_DATA:_
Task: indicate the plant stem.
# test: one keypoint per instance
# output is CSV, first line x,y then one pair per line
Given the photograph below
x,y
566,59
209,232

_PROBLEM DETAILS:_
Write out the whole listing again. Match it word for word.

_OUTPUT:_
Task: indicate the plant stem.
# test: one keypoint per instance
# output is CSV, first line x,y then one pair per line
Given the photograph below
x,y
566,59
209,232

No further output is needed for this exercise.